* [SET TASK]: Convert every line of the records below into a JSON list of strings, one string per line, skipping blank lines. Leave the pictures out.

[start]

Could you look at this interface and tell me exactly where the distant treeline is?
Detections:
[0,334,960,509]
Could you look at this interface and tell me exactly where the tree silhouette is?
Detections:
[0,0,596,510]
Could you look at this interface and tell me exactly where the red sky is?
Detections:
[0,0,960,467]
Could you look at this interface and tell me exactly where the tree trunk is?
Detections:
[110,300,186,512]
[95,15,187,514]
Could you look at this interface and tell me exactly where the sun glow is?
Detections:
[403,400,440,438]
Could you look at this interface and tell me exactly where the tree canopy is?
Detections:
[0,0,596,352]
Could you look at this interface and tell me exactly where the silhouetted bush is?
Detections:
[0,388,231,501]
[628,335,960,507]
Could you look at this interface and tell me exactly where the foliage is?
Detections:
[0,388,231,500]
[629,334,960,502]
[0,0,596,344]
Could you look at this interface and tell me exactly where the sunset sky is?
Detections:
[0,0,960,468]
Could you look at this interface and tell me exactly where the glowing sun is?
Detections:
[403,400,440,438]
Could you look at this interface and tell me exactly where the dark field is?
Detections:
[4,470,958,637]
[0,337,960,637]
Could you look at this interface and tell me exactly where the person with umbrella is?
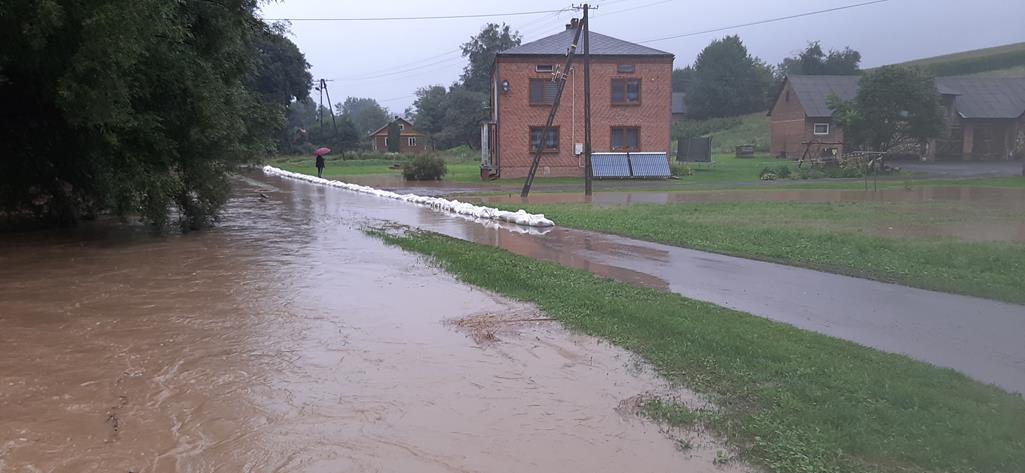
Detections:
[314,148,331,178]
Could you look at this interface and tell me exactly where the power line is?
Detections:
[638,0,890,43]
[263,8,572,22]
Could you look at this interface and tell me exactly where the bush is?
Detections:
[402,156,448,181]
[669,163,694,178]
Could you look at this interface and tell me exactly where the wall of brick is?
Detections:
[769,79,844,159]
[371,129,431,154]
[492,56,672,178]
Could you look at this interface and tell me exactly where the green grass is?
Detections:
[379,229,1025,473]
[499,202,1025,304]
[672,112,771,154]
[901,42,1025,76]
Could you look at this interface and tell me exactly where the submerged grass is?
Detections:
[377,233,1025,473]
[499,202,1025,304]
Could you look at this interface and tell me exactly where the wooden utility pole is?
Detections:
[581,3,593,196]
[520,14,584,197]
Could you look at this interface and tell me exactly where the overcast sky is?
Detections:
[262,0,1025,113]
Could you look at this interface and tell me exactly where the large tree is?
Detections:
[0,0,305,229]
[335,96,393,137]
[779,41,861,76]
[829,66,943,152]
[672,66,694,92]
[459,23,522,93]
[686,36,772,118]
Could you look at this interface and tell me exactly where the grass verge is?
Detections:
[499,202,1025,304]
[376,233,1025,473]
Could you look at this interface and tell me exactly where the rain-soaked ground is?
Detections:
[0,176,745,473]
[252,174,1025,393]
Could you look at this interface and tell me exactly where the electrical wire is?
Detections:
[262,7,573,22]
[638,0,890,43]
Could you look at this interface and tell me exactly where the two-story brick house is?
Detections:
[482,21,673,178]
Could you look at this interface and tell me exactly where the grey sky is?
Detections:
[263,0,1025,113]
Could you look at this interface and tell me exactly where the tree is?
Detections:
[0,0,305,229]
[829,66,943,152]
[686,36,772,118]
[779,41,861,76]
[406,85,448,147]
[387,120,402,153]
[672,66,694,92]
[335,96,392,137]
[459,23,523,93]
[442,86,488,148]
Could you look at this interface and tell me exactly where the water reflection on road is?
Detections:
[0,178,754,473]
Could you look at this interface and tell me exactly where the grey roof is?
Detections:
[770,75,1025,118]
[786,76,861,118]
[936,77,1025,118]
[498,30,672,56]
[672,92,687,115]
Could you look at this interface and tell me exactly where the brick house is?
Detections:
[481,19,673,178]
[370,117,433,154]
[769,75,1025,160]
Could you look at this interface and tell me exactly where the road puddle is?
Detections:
[0,180,747,473]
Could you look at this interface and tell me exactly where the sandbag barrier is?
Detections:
[263,166,556,227]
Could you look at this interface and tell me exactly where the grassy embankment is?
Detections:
[492,202,1025,304]
[380,230,1025,473]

[end]

* [RESPONSE]:
[
  "Could you look at this interface and tell me exactly where the distant treeline is?",
  "Detections:",
  "[0,334,960,509]",
  "Could you look at this interface and tell me exactly where the tree silhouette is?",
  "Detections:",
  "[0,0,596,510]",
  "Could you look at this interface and tell me exactly where the red sky is?",
  "Detections:",
  "[0,0,960,467]",
  "Could you look at this interface and tell me exactly where the tree trunk is?",
  "Detections:",
  "[110,300,186,512]",
  "[95,15,187,514]",
  "Could you look at this interface and tell me exactly where the sun glow is?",
  "Detections:",
  "[403,400,440,438]",
  "Could you look at this interface and tell me exactly where the tree canopy is?",
  "Detections:",
  "[0,0,596,352]",
  "Could you look at this interface and tell me exactly where the silhouetted bush is?",
  "Detections:",
  "[0,388,231,501]",
  "[628,335,960,507]",
  "Could you look at this interface and tell me exactly where the foliage is?",
  "Detections:",
  "[0,388,231,500]",
  "[629,334,960,502]",
  "[0,0,596,344]",
  "Could you look at this interface and tell me exactly where the sunset sky is?",
  "Detections:",
  "[0,0,960,468]",
  "Could you look at this interface and tell me exactly where the glowing sun is?",
  "Detections:",
  "[403,400,440,438]",
  "Could you look at this interface and tell me exactly where the dark field is?",
  "Detections:",
  "[4,470,958,637]",
  "[0,337,960,637]",
  "Could you look at this interface and tell me exactly where the person with umbrella is?",
  "Detections:",
  "[314,148,331,178]",
  "Could you look at this interface and tell me exactly where the power line is?",
  "Detections:",
  "[638,0,890,43]",
  "[263,8,572,22]",
  "Could you look at this interface and tell me exactly where the bush is?",
  "Detections:",
  "[402,156,448,181]",
  "[669,163,694,178]",
  "Could you look at this interface and tell me exactly where the wall of brick is?",
  "Detections:",
  "[769,79,844,159]",
  "[371,129,431,154]",
  "[492,56,672,178]",
  "Could you look at this interface and tell me exactly where the green grass is?",
  "Detections:",
  "[379,229,1025,473]",
  "[499,202,1025,304]",
  "[672,112,771,154]",
  "[901,42,1025,76]",
  "Could you look at this interface and tell me exactly where the submerged grass is?",
  "Detections:",
  "[377,233,1025,473]",
  "[499,202,1025,304]",
  "Could you look at this interface and tell me exactly where the wooden utility pole is?",
  "Detections:",
  "[581,3,593,196]",
  "[520,14,584,197]",
  "Could you look at this interface and tell me exactly where the overcast sky is?",
  "Detections:",
  "[262,0,1025,113]",
  "Could you look at this interface and tell me exactly where the large tree is?",
  "Detections:",
  "[0,0,305,229]",
  "[335,96,393,137]",
  "[779,41,861,76]",
  "[829,66,943,152]",
  "[672,66,694,92]",
  "[459,23,522,93]",
  "[686,36,772,118]",
  "Could you look at this interface and tell me exactly where the grass verge is?",
  "Detections:",
  "[499,202,1025,304]",
  "[376,233,1025,473]",
  "Could you look at this interface and tell me exactly where the rain-soaked ground is?",
  "Detections:",
  "[0,176,745,473]",
  "[252,174,1025,393]",
  "Could you look at this interface and tell me exactly where the electrical wire is?",
  "Detections:",
  "[262,7,573,22]",
  "[638,0,890,43]",
  "Could you look at this interface and tell me exactly where the two-story brick house is?",
  "Detections:",
  "[482,21,673,178]",
  "Could you look at this interface and tell me exactly where the grey sky is?",
  "Detections:",
  "[263,0,1025,113]",
  "Could you look at this interface and tell me exactly where the tree is?",
  "Detections:",
  "[0,0,305,229]",
  "[829,66,943,152]",
  "[686,36,772,118]",
  "[779,41,861,76]",
  "[406,85,448,147]",
  "[387,120,402,153]",
  "[672,66,694,92]",
  "[335,96,392,137]",
  "[459,23,523,93]",
  "[442,86,488,148]",
  "Could you look at this interface and tell me exactly where the water reflection on road is?",
  "Detections:",
  "[0,178,754,473]",
  "Could you look at this interface and tell me exactly where the grey roof is?",
  "Detections:",
  "[770,75,1025,118]",
  "[786,76,861,118]",
  "[936,77,1025,118]",
  "[498,30,672,56]",
  "[672,92,687,115]",
  "Could you look at this interface and tell me exactly where the brick house is?",
  "Detections:",
  "[481,19,673,178]",
  "[370,117,433,154]",
  "[769,75,1025,160]",
  "Could you look at this interface and tell me exactly where the road puddle is?",
  "Detections:",
  "[0,180,747,473]",
  "Could you look at this interface and tell me exactly where the sandbag barrier is?",
  "Detections:",
  "[263,166,556,227]",
  "Could you look at this interface and tell me exactly where the grassy embankment is?",
  "Detections:",
  "[492,202,1025,304]",
  "[380,230,1025,473]"
]